#### Отрывок

----------

Принципиальная установка Гидденса, заявленная уже в теории структурирования, состоит в том, что социальное исследование, которое начинается как институциональный анализ, завершается как теоретическое изображение повседневного социального опыта людей, имманентная упорядоченность которого воплощена в институциональных формах. Соответственно, анализ институциональных параметров модерна открывает дорогу реконструкции экзистенциальных характеристик модерного социального опыта, зафиксированных в структурах практического сознания. Практическое сознание, вплетенное в рутины повседневности, в когнитивном и эмоциональном планах является основным генератором того чувства онтологической безопасности (ontological security), которое обычно испытывается людьми и антонимом которого является экзистенциальный ужас, рождаемый столкновением с хаосом (Angst в смысле Кьеркегора и Хайдеггера). Обладать чувством онтологической безопасности означает, указывает Гидденс, располагать на уровне непосредственного практического сознания "ответами" на основные экзистенциальные вопросы, неизбежно встающие перед каждым человеческим существом: о конечности человеческой жизни, о сосуществовании с другими, об обеспечении непрерывности личностной идентичности и др. [19, p. 47–55]. Ядром этого чувства безопасности является "базисное доверие" (basic trust), обычно формирующееся у ребенка на основе отношений с воспитывающими его взрослыми: взаимность с воспитателями образует исходную бессознательную социальность, ту первичную связь, из которой впоследствии вырастают сложные эмоционально-когнитивные ориентации индивида в отношении других людей, вещного мира и самого себя [19. p. 38–39]1. В дальнейшем переживание онтологической безопасности формируется и поддерживается механизмами рутинизации человеческого поведения в среде повседневности, благодаря чему индивиды от одной ситуации к другой несут на себе своеобразный "защитный кокон", который обеспечивает чувство "неуязвимости", блокирующее негативные возможности в пользу позиции надежды. Иными словами, чувство онтологической безопасности рождает уверенность в том, что на улице первый встречный не пырнет вас ножом, что водитель затормозит перед переходящим улицу пешеходом, что в проблемной ситуации в итоге все устроится благоприятным образом, хотя обратное в этих и всех других подобных случаях никоим образом не исключено.

----------

#### Записи набора данных
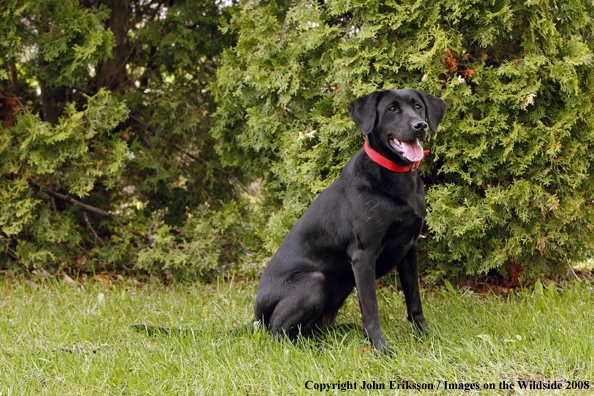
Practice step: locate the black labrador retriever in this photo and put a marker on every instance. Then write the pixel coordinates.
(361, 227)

----------

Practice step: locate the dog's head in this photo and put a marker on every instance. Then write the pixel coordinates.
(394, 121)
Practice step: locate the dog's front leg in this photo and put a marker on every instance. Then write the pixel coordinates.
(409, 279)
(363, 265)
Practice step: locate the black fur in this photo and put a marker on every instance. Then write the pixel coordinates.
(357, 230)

----------

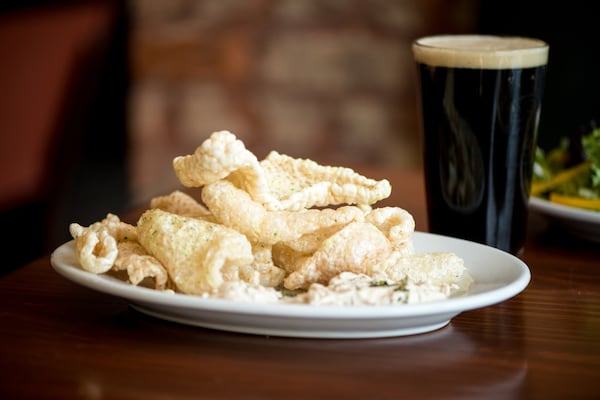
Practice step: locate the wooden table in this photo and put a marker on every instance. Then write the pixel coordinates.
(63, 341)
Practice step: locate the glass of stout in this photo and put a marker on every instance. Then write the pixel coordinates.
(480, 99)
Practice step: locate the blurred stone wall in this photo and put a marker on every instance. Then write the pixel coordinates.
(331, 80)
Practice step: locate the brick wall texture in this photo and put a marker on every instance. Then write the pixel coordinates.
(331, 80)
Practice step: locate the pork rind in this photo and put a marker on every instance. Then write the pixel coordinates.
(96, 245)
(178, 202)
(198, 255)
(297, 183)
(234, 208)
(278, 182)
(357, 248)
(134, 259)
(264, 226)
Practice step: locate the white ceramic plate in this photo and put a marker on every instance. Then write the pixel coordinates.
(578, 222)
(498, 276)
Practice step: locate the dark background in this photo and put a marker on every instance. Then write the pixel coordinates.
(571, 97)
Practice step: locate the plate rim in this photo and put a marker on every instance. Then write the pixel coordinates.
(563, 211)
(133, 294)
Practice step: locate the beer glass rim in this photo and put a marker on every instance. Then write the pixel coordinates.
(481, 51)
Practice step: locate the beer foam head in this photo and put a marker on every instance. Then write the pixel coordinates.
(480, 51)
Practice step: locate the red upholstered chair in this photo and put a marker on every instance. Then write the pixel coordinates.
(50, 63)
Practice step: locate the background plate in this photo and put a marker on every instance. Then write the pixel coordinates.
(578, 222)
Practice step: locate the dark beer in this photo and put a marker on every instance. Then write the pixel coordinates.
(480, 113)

----------

#### Задание
Перепишите приведённый выше отрывок об онтологической безопасности у Гидденса целиком, слово в слово.

#### Ответ
Принципиальная установка Гидденса, заявленная уже в теории структурирования, состоит в том, что социальное исследование, которое начинается как институциональный анализ, завершается как теоретическое изображение повседневного социального опыта людей, имманентная упорядоченность которого воплощена в институциональных формах. Соответственно, анализ институциональных параметров модерна открывает дорогу реконструкции экзистенциальных характеристик модерного социального опыта, зафиксированных в структурах практического сознания. Практическое сознание, вплетенное в рутины повседневности, в когнитивном и эмоциональном планах является основным генератором того чувства онтологической безопасности (ontological security), которое обычно испытывается людьми и антонимом которого является экзистенциальный ужас, рождаемый столкновением с хаосом (Angst в смысле Кьеркегора и Хайдеггера). Обладать чувством онтологической безопасности означает, указывает Гидденс, располагать на уровне непосредственного практического сознания "ответами" на основные экзистенциальные вопросы, неизбежно встающие перед каждым человеческим существом: о конечности человеческой жизни, о сосуществовании с другими, об обеспечении непрерывности личностной идентичности и др. [19, p. 47–55]. Ядром этого чувства безопасности является "базисное доверие" (basic trust), обычно формирующееся у ребенка на основе отношений с воспитывающими его взрослыми: взаимность с воспитателями образует исходную бессознательную социальность, ту первичную связь, из которой впоследствии вырастают сложные эмоционально-когнитивные ориентации индивида в отношении других людей, вещного мира и самого себя [19. p. 38–39]1. В дальнейшем переживание онтологической безопасности формируется и поддерживается механизмами рутинизации человеческого поведения в среде повседневности, благодаря чему индивиды от одной ситуации к другой несут на себе своеобразный "защитный кокон", который обеспечивает чувство "неуязвимости", блокирующее негативные возможности в пользу позиции надежды. Иными словами, чувство онтологической безопасности рождает уверенность в том, что на улице первый встречный не пырнет вас ножом, что водитель затормозит перед переходящим улицу пешеходом, что в проблемной ситуации в итоге все устроится благоприятным образом, хотя обратное в этих и всех других подобных случаях никоим образом не исключено.